Written instruction >> Repeat the material exactly as it appears.

(Excerpts of annotation records)
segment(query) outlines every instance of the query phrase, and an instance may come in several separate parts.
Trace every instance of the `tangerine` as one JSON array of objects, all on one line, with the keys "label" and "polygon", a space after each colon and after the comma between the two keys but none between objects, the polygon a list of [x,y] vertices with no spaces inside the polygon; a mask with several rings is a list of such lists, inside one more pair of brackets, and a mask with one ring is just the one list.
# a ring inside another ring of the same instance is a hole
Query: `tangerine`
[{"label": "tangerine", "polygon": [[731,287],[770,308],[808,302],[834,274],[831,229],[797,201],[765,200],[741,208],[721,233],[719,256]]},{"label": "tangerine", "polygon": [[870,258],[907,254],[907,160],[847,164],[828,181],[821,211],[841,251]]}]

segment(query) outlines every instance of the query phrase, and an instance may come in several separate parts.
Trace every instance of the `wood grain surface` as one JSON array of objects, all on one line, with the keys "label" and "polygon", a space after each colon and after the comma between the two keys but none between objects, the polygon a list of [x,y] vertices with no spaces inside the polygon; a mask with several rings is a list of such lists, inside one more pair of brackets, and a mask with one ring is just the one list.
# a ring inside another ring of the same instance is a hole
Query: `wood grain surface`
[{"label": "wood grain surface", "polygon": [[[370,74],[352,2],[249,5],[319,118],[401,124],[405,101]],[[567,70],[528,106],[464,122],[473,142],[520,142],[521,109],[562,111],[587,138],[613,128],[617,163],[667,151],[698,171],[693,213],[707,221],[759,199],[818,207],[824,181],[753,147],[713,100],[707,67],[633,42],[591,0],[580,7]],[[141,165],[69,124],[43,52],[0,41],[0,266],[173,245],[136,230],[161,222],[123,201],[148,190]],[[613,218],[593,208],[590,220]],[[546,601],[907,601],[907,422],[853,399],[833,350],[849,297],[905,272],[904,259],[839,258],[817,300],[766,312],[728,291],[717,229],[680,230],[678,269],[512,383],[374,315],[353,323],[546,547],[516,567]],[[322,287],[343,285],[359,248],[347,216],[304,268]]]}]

Completed task >>
segment(query) outlines every instance of the query phrase, and an instance may come in several separate parts.
Trace every instance of the `tangerine` as one JSON array of objects, all on one line, with the keys "label" and "polygon", a space after each colon and after the comma between the two keys but none between objects, the polygon a list of [x,y] vertices with no spaces inside the polygon; a mask with several rings is a list of such lists, inside one more pair of brackets, and a mask with one ring is just the one list.
# a ring inside another ring of the same instance is a hole
Query: `tangerine`
[{"label": "tangerine", "polygon": [[731,287],[770,308],[808,302],[834,274],[831,229],[797,201],[765,200],[741,208],[721,233],[719,256]]},{"label": "tangerine", "polygon": [[870,258],[907,254],[907,160],[847,164],[828,181],[821,211],[841,251]]}]

segment(query) outlines every instance of the query phrase, and an instance may come in several separate parts.
Trace every instance of the `wood grain surface` as one JSON array of objects, all on one line, with the keys "label" and "polygon", a space after each colon and after the comma between the two keys but none between objects, the polygon a list of [x,y] vertices with no spaces inside the polygon; a mask with several rings is a list of such lists, inside one more pair of brackets, and a mask with one ring is just the one list.
# a ring inside another ring of the same instance is a hole
Query: `wood grain surface`
[{"label": "wood grain surface", "polygon": [[[370,74],[352,2],[249,5],[319,118],[401,124],[405,101]],[[567,70],[528,106],[464,122],[473,142],[520,142],[521,109],[562,111],[587,138],[613,128],[617,163],[667,151],[698,171],[693,213],[707,221],[759,199],[818,207],[824,181],[753,147],[713,100],[707,67],[633,42],[591,0],[580,7]],[[141,165],[69,124],[43,52],[0,41],[0,266],[173,245],[136,230],[161,222],[123,201],[148,190]],[[613,218],[593,208],[590,220]],[[546,601],[907,601],[907,422],[853,399],[833,350],[849,297],[905,272],[904,259],[839,258],[817,300],[766,312],[728,291],[717,229],[680,230],[678,269],[512,383],[374,315],[353,323],[546,547],[516,567]],[[322,287],[343,285],[359,248],[347,216],[304,268]]]}]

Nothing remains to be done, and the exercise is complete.